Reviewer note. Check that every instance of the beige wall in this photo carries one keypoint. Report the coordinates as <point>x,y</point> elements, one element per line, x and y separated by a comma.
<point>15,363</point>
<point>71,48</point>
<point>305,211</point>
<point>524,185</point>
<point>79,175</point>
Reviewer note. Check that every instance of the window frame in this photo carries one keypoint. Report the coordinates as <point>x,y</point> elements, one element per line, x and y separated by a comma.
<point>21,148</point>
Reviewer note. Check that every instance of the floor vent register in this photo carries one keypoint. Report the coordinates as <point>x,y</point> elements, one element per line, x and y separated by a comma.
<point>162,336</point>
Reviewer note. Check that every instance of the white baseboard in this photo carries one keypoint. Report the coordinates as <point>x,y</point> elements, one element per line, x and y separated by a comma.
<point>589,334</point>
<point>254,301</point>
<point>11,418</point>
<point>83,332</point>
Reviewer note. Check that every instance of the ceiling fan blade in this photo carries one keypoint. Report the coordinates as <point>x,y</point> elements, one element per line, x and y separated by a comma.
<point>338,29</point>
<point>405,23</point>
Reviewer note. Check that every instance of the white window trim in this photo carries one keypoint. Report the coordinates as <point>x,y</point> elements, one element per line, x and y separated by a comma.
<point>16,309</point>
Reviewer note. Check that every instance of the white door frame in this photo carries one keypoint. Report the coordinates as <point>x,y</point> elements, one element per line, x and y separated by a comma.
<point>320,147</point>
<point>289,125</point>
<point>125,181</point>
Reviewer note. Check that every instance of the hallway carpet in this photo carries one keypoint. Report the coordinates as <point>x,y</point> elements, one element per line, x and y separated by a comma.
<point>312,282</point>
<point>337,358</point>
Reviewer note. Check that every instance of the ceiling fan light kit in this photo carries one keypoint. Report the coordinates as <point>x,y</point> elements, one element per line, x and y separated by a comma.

Required work - Return the material above in full, exactly as written.

Output for this task -
Reviewer note. Check that every instance of the beige wall in this photo carries one keypoint. Report the coordinates as <point>x,y</point> elements, one element per line, x and y separated by a comma.
<point>15,363</point>
<point>71,48</point>
<point>305,211</point>
<point>524,185</point>
<point>79,175</point>
Reviewer note. Check that every instance of the window frame in this photo carries one keypoint. Report the coordinates as <point>x,y</point> elements, one element per line, x and y separated by a comma.
<point>21,148</point>
Reviewer note. Check that every instance of the floor vent register in this photo carries one keypoint. Report the coordinates as <point>x,y</point> elements, one element per line, x and y separated by a comma.
<point>162,336</point>
Reviewer note. Check that every instance of the white baseboard in this photo carries one keypoint. Report the coordinates as <point>x,y</point> elements, one element per line, x and y separated by a comma.
<point>589,334</point>
<point>254,301</point>
<point>11,418</point>
<point>83,332</point>
Reviewer note. Check that every instance of the ceiling fan blade in this photo carries one keypoint. Report the coordinates as <point>x,y</point> elements, one element per line, x and y separated by a comma.
<point>338,29</point>
<point>405,23</point>
Reviewer note. Check that every instance of the white window trim in this photo carries one keypoint. Report the coordinates as <point>x,y</point> elements, one element per line, x and y separated by a comma.
<point>16,309</point>
Reviewer note. Check that every instance of the white door frame in this photo carries one keypoint. Report the coordinates as <point>x,y</point> elements, one element per line, x and y separated by a comma.
<point>320,147</point>
<point>289,125</point>
<point>125,181</point>
Reviewer note. Check that every instance of the hallway carpet in this photo carries one keypoint. Report the coordinates as <point>x,y</point> elements, one element per line, x and y separated by a comma.
<point>312,282</point>
<point>337,358</point>
Reviewer note. Check that every instance of the ceiling fan light kit in this photo carries one keypoint. Report the coordinates as <point>x,y</point> elements, one element per line, x and y separated by a comma.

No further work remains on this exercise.